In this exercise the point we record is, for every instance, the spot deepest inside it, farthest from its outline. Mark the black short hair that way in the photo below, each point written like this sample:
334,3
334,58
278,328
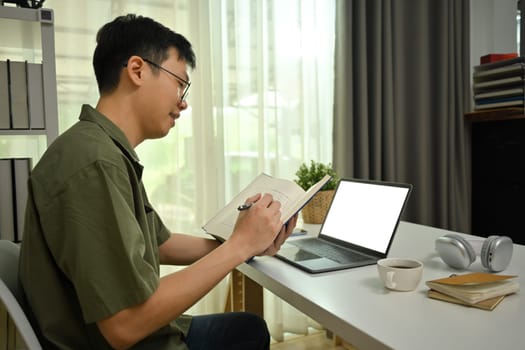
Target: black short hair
130,35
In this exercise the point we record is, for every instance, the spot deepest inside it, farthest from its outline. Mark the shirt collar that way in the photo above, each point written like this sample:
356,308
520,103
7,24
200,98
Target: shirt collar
114,132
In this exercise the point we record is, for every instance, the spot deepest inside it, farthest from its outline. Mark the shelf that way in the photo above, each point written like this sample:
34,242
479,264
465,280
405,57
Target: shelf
495,114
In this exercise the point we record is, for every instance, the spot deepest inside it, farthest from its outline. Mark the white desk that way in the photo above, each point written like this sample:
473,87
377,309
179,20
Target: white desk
355,305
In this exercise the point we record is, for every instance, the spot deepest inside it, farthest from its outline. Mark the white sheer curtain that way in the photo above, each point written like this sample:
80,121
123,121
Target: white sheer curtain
261,101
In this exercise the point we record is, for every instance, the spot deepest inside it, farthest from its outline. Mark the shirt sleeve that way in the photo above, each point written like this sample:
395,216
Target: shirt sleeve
104,236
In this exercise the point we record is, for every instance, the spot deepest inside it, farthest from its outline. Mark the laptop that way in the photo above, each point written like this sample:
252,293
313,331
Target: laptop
357,231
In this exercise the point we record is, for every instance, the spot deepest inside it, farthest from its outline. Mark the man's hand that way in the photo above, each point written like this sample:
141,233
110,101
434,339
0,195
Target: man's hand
259,226
286,231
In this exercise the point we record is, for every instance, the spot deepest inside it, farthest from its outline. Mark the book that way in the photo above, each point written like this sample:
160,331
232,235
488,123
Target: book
501,63
499,104
516,69
473,288
7,206
35,95
498,83
292,197
18,95
487,304
500,93
495,57
5,110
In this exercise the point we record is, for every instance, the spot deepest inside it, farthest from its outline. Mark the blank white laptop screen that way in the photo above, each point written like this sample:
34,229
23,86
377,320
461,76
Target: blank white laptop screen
365,214
358,228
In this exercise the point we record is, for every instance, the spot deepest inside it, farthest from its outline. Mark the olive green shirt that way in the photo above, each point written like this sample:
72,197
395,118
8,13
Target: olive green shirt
91,238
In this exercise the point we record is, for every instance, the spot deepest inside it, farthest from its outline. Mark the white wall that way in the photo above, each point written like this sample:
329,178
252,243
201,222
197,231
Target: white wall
493,28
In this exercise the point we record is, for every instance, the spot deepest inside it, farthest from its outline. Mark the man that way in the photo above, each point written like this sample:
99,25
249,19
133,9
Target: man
89,262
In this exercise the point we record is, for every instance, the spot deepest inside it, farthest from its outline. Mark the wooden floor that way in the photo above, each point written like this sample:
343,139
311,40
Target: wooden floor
315,341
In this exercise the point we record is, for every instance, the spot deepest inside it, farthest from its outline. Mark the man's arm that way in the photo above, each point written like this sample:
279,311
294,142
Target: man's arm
181,249
256,230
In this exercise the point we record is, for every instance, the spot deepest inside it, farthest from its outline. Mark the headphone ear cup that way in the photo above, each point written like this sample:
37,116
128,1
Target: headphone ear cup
455,251
496,253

★ ★ ★ ★ ★

◆ **EXERCISE BRIEF**
All the lines above are to be given again exactly as they read, with the pictures removed.

◆ **THE REPLY**
In this exercise the point we record is, for every instance, the spot deepest inside it, farthest from its outline. Mark the black short hair that way in the photo below, each point written like this sample:
334,3
334,58
278,328
Target: black short hair
130,35
In this exercise the point we record is, for every instance, the spot deepest inside it, farthest from its outline. Mark the shirt collar that way in the photo above, each point written like this sample:
356,308
520,103
7,24
200,98
Target: shirt collar
114,132
In this exercise the point we record is, for every instance, the spot deepest inside it, farthest from its outline. Mark the shelf that way in the photo above, each point written like this sample:
34,242
479,264
465,280
405,57
Target: shelf
495,114
In this exercise the point we record is, for every instance, the spot deepest inside it, farthest from its outline. Mark the white desk that way in the photo above, each point written like this sample:
473,87
377,309
179,20
Target: white desk
355,305
In this exercise the point we record is, for every instance, the spot deepest inside it, farthest from its outline. Mark the white sheer curtain that way in the photo above, each point written like this sample:
80,121
123,121
Target: white sheer curtain
261,101
In this exercise the point we record is, for every instance, the spot deepest inside it, farthest from its outline. Mark the shirt sleeve that way in the photo above, each point written like this sample:
395,216
Target: shirt sleeve
104,236
In this exercise the point we record is, for every instance, the spot deepest inside it, farthest from its outline. Mark the laptop that way in the photo above, each point written like this sample:
252,293
313,331
Target: laptop
357,231
In this exercise the point we record is, for every instance, the spot deepest inside it, farthest from its outline. Mark the man's hand that way in the photo above, each point written like this sample:
141,233
110,101
434,339
0,195
Target: man's hand
259,226
286,231
In this exercise the point we record is, for every instance, the spot deepest inside it, farthest from its outline. Mark the book that way in the photo above, each point written like this sample:
160,331
232,235
488,123
Target: book
501,63
499,104
516,69
473,288
7,206
35,95
498,83
292,197
18,95
487,304
500,93
495,57
5,110
In this exercise the point we record is, for every instance, the spot deepest inside it, farthest from its outline. Mark the blank white laptop screen that way in the photo above, each point written like this sample:
34,229
23,86
377,320
461,76
Target: blank white laptop screen
365,214
358,228
In this exercise the point we record is, for every instance, the spot deepest inside it, farthest from its outline. Mark the olive green shirt that way in the photo above, each point written like this sample:
72,197
395,118
8,13
Target: olive green shirt
91,238
In this exercise the point we record is, for every instance, the spot deepest inside it, farthest from its outline. Mark the white wall that way in the photo above, each point written like this sample:
329,178
252,243
201,222
197,231
Target: white wall
493,28
In this exercise the point we record is, for every instance, the spot deepest inside it, farthest from its outline. Mark the man that way in the photo above, each point written like this sample:
99,25
249,19
133,9
Target: man
89,262
In this exercise the point we record is, for every instance, the spot deepest inside it, farthest from its outline. Mark the wooden floor that way in the photo above, each point written like this sample:
343,139
311,40
Target: wooden floor
315,341
In this exercise the point we record is, for every instance, the spot deepest inside it, farthest from its outline. Mark the man's arm that way in the photo above, each point written like this sample:
279,311
294,142
Target: man's arm
181,249
256,230
In this exercise the point we record is, for every instance, the spot deepest inside it, farthest from its outline. Mark the headphone ear cup that way in the photo above, each point written like this sample:
37,116
128,1
Target: headphone ear cup
455,251
496,253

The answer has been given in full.